What are the benefits of NMN?
A variety of studies in humans and in animals suggest that there are many possible health benefits of nicotinamide mononucleotide. One important way that increasing NAD+ with NMN is helpful is that it promotes healthy metabolic aging at the cellular level by supporting mitochondrial health. As we age, our metabolism becomes dysregulated and less efficient. NMN can help get your metabolism back on track.
Here are the other ways that increasing NAD+ with NMN may be beneficial, according to the research:
- A clinical trial published in the Journal of the International Society of Sports Nutrition by Liao et al. examined the effects of NMN supplementation on middle-aged runners’ oxygen utilization capabilities. The results corroborate preclinical studies: Oral supplementation of NMN supports the body’s ability to absorb and use oxygen, which is important for athletic endurance.
- Yoshino et al. demonstrated in a clinical study published in the journal Science that oral supplementation with NMN provided metabolic benefits to aged women with prediabetes by supporting healthy muscle insulin sensitivity.
- Many animal studies have looked at the role of NMN in improving health and disease. While further research is required to determine if these benefits can be extended to humans, these preclinical studies show that NMN supplementation can, among other things, improve blood flow and increase athletic endurance in elderly mice, and support brown fat thermogenesis. Other animal studies show that NMN can enhance mitochondrial function; improve cognition; improve biomarkers in age-induced type-2 diabetic mice; protect kidney function; restore gene expression linked to circadian rhythm, inflammatory response and oxidative stress; and improve hepatic insulin sensitivity.
Are there side effects of NMN supplementation?
No adverse events were reported in the clinical trials mentioned above and no study of increasing NAD+ levels in humans has reported serious side effects of any kind. That said, like any intervention, it will be necessary to track the long-term effects of upregulating NAD+ to better understand the benefits and continue to ensure that there are no side effects.
Is NMN an anti-aging molecule?
While many stories in the media characterize nicotinamide mononucleotide as an anti-aging molecule, no human studies support this idea. Right now we know that NMN is safe and boosts NAD+ levels. Animal and human studies demonstrate that NMN supplementation offers benefits related to oxygen utilization, athletic endurance, and muscle insulin sensitivity. The science of NMN supplementation is evolving fast, however, as researchers seek to understand other ways that restoring levels of the essential molecule NAD+ can support healthy aging. Meanwhile, several other clinical trials are underway, studying fatigue associated with COVID-19, cardiometabolic function, organ system biology, and more.

Check your understanding:
1/ In the NMN text, who took part in the clinical study by Yoshino et al.?
2/ Write out everything in the NMN text from "A variety of" down to "for athletic endurance.", word for word.

Dataset:
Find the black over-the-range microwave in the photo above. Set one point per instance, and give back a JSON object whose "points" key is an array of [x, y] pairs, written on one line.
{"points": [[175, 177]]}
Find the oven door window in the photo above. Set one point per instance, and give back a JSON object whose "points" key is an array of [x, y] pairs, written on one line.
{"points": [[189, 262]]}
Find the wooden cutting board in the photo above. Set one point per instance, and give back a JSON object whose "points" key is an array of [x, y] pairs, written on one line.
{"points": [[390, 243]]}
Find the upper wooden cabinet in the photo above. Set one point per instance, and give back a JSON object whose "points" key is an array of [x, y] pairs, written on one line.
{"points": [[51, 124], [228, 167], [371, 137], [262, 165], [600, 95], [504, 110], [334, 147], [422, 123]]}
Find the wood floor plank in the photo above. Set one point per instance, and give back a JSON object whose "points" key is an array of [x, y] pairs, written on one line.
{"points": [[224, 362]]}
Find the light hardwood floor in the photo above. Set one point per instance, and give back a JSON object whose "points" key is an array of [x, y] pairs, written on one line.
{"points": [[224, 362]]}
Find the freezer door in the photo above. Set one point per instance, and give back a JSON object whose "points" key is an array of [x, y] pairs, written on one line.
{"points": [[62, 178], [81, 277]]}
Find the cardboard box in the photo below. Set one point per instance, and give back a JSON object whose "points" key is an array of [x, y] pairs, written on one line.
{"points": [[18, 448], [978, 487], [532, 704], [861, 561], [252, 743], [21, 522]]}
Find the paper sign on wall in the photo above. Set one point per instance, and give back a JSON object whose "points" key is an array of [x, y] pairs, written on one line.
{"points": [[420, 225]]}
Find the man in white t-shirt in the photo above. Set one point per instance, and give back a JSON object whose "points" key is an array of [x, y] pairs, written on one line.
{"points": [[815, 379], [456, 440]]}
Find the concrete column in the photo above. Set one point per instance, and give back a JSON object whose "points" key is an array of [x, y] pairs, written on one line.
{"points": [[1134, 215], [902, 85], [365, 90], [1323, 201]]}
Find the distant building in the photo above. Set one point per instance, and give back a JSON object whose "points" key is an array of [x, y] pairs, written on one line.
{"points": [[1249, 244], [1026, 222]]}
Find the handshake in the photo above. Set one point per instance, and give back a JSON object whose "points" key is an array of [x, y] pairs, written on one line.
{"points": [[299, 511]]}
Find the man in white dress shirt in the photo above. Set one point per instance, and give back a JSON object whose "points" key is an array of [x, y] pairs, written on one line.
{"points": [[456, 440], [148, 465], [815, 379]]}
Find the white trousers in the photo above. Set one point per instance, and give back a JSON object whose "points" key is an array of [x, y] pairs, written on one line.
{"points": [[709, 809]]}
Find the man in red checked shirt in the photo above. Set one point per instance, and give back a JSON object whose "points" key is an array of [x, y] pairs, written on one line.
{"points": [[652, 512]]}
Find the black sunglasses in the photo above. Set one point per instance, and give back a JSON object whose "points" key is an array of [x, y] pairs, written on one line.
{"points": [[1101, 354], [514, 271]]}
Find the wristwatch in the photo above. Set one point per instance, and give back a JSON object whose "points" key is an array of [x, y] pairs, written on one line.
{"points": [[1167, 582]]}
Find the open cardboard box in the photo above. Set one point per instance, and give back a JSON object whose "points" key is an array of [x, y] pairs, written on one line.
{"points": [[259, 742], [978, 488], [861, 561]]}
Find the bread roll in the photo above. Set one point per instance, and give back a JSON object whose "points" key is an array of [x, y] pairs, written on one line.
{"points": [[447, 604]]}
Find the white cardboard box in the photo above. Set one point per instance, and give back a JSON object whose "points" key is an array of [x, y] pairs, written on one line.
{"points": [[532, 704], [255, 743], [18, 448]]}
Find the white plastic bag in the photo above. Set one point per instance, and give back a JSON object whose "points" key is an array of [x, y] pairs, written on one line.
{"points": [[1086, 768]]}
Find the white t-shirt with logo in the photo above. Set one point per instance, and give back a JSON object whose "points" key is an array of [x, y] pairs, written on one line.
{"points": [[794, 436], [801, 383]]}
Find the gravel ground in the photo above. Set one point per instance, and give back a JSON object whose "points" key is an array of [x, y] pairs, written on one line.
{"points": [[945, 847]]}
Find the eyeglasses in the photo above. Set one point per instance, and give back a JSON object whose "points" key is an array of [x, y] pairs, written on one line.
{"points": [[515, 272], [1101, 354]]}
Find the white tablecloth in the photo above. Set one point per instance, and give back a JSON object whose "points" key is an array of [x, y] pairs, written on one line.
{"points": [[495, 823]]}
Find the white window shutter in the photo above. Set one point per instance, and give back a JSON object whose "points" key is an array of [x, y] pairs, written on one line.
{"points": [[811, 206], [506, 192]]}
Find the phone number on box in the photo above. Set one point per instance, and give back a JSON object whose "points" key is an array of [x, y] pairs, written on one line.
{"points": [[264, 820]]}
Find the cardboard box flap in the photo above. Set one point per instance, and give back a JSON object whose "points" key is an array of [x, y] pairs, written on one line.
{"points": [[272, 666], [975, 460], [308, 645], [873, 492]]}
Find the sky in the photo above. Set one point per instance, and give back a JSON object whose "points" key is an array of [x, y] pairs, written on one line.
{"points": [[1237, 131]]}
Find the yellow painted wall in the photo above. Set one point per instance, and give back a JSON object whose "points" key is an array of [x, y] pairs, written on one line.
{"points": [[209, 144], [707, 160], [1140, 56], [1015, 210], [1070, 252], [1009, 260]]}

Answers provided:
1/ Aged women with prediabetes.

2/
A variety of studies in humans and in animals suggest that there are many possible health benefits of nicotinamide mononucleotide. One important way that increasing NAD+ with NMN is helpful is that it promotes healthy metabolic aging at the cellular level by supporting mitochondrial health. As we age, our metabolism becomes dysregulated and less efficient. NMN can help get your metabolism back on track.
Here are the other ways that increasing NAD+ with NMN may be beneficial, according to the research:
- A clinical trial published in the Journal of the International Society of Sports Nutrition by Liao et al. examined the effects of NMN supplementation on middle-aged runners’ oxygen utilization capabilities. The results corroborate preclinical studies: Oral supplementation of NMN supports the body’s ability to absorb and use oxygen, which is important for athletic endurance.